(Items from a dataset)
------------------------------

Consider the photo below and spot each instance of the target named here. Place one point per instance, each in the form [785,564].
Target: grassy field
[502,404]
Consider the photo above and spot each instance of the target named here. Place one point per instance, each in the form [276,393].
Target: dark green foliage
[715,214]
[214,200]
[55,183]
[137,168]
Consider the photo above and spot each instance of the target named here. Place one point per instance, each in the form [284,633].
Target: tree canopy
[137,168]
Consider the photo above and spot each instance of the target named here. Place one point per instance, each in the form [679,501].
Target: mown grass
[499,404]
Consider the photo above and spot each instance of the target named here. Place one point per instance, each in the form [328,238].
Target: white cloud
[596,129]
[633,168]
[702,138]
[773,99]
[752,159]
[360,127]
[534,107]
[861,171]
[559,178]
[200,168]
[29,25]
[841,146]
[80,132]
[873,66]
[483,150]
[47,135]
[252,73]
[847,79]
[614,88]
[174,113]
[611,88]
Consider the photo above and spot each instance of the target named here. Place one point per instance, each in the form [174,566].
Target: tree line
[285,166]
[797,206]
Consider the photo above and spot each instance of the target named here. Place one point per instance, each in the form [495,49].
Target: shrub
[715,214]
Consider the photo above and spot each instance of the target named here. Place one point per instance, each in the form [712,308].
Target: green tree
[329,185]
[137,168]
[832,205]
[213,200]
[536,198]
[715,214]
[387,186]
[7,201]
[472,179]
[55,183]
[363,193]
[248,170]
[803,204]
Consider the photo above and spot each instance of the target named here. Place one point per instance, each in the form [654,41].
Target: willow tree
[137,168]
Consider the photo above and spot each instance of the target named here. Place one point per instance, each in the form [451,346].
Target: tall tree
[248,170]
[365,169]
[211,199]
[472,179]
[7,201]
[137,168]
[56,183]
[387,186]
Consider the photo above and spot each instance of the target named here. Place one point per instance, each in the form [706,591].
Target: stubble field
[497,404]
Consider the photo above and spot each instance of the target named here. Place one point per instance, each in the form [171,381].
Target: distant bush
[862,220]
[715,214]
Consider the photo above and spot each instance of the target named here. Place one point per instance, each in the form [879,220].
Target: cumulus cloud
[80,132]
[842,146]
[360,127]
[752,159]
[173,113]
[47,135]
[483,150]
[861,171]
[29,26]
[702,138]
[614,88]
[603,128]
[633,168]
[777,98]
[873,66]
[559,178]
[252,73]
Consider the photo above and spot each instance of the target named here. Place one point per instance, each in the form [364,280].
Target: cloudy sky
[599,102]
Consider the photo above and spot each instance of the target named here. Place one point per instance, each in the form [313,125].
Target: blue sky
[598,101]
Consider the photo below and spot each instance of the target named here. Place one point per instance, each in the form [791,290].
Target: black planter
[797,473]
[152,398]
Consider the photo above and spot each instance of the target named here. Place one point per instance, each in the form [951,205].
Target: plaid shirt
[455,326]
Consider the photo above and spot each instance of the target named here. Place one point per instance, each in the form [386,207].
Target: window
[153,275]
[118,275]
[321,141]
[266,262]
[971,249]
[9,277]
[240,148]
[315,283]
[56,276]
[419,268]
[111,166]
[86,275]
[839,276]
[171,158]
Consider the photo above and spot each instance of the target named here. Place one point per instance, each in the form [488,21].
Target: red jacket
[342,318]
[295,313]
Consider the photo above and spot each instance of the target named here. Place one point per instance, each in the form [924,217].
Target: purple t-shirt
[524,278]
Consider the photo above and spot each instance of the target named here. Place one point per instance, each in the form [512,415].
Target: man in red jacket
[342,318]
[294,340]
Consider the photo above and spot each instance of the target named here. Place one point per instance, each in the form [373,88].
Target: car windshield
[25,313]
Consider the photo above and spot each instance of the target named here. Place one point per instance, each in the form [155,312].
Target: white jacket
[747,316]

------------------------------

--- TASK TO CARRY OUT ---
Retype the material in full. Each word must match.

--- OUTPUT OF THE EXERCISE ---
Consider the photo below and spot each instance of the target named here. Place one point per instance, each in the form [785,564].
Target: grassy field
[502,404]
Consider the photo above and spot each instance of the target named here. Place one point per instance, each in the form [276,393].
Target: dark green foliage
[715,214]
[214,200]
[55,183]
[137,168]
Consider the photo above and spot each instance of the target named here. Place one point per instance, each in the form [284,633].
Target: tree canopy
[137,168]
Consider the photo above and spot each instance of the target named here. Place one point per instance, each in the form [679,501].
Target: mown grass
[499,404]
Consider the photo above and spot each instance of the target named here. Place one point per instance, each in the form [328,238].
Target: white cloud
[596,129]
[633,168]
[702,138]
[773,99]
[752,159]
[360,127]
[534,107]
[861,171]
[559,178]
[200,168]
[29,25]
[841,146]
[80,132]
[873,66]
[483,150]
[47,135]
[252,73]
[847,79]
[614,88]
[174,113]
[611,88]
Consider the photo above and spot each instance of the target named here. Place one point per instance, each in the form [174,566].
Target: tree line
[285,166]
[797,206]
Consider the photo above and spot each instance of the target named here. Place one point per instance, each in the form [495,49].
Target: shrub
[715,214]
Consider the photo above and spot each instance of the target named here. Place one point per instance, each in the form [712,308].
Target: green tree
[329,185]
[137,168]
[832,205]
[213,200]
[536,198]
[715,214]
[387,186]
[7,201]
[472,179]
[55,183]
[363,193]
[248,170]
[803,204]
Consider the photo above and spot each instance of the target named here. Place one point per instance, each in the form [654,41].
Target: willow tree
[137,168]
Consider the photo above and spot each instance of the target named here. Place one point per instance, each in the form [451,346].
Target: tall tree
[248,170]
[365,169]
[211,199]
[472,179]
[7,201]
[137,168]
[56,183]
[387,186]
Consider the photo above and spot each instance of the target named here. Place one point per instance, each in the form [706,591].
Target: stubble field
[497,404]
Consider the photo above and spot each instance of the target named here. Place one point per instance, each in the form [171,381].
Target: distant bush
[862,220]
[715,214]
Consider the photo above and spot each instance of the target named here. Place one point per instance, each in the form [879,220].
Target: cumulus cloud
[80,132]
[842,146]
[360,127]
[752,159]
[173,113]
[47,135]
[483,150]
[861,171]
[29,26]
[702,138]
[614,88]
[603,128]
[633,168]
[777,98]
[873,66]
[559,178]
[252,73]
Consider the photo above and spot each instance of the target named here. Place one point per instance, each in the form [364,280].
Target: cloudy sky
[599,102]
Consider the photo above and spot each instance of the target named here. Place one point per instance, each in the form [313,125].
Target: blue sky
[598,101]
Consider the photo below and spot each instance of the target named here. Place one point per instance, each in the form [791,290].
Target: black planter
[797,473]
[152,398]
Consider the photo above and spot each instance of the target named here. Place one point per instance, each in the form [951,205].
Target: plaid shirt
[455,326]
Consider the photo above and spot each instance of the target named here. Place one point per instance, each in the form [386,207].
Target: window
[153,275]
[118,275]
[321,141]
[266,262]
[971,249]
[9,277]
[240,148]
[315,283]
[56,276]
[419,268]
[111,166]
[86,275]
[839,276]
[171,158]
Consider the photo above and spot each instance of the target named here. Place one point per instance, each in the form [488,21].
Target: red jacket
[342,318]
[295,313]
Consider the photo above and spot each instance of the target named here. Place one point per instance, each in the form [924,217].
Target: purple t-shirt
[524,278]
Consider the photo above and spot each instance of the target named here. Place one point per instance, each in the form [512,415].
Target: man in red jacket
[342,318]
[294,340]
Consider the photo above and spot each instance of the target named here. Place one point per instance, each in the form [373,88].
Target: car windshield
[25,313]
Consider the photo above and spot each instance of the target named here. Place one point per instance, each in the form [155,312].
Target: white jacket
[747,316]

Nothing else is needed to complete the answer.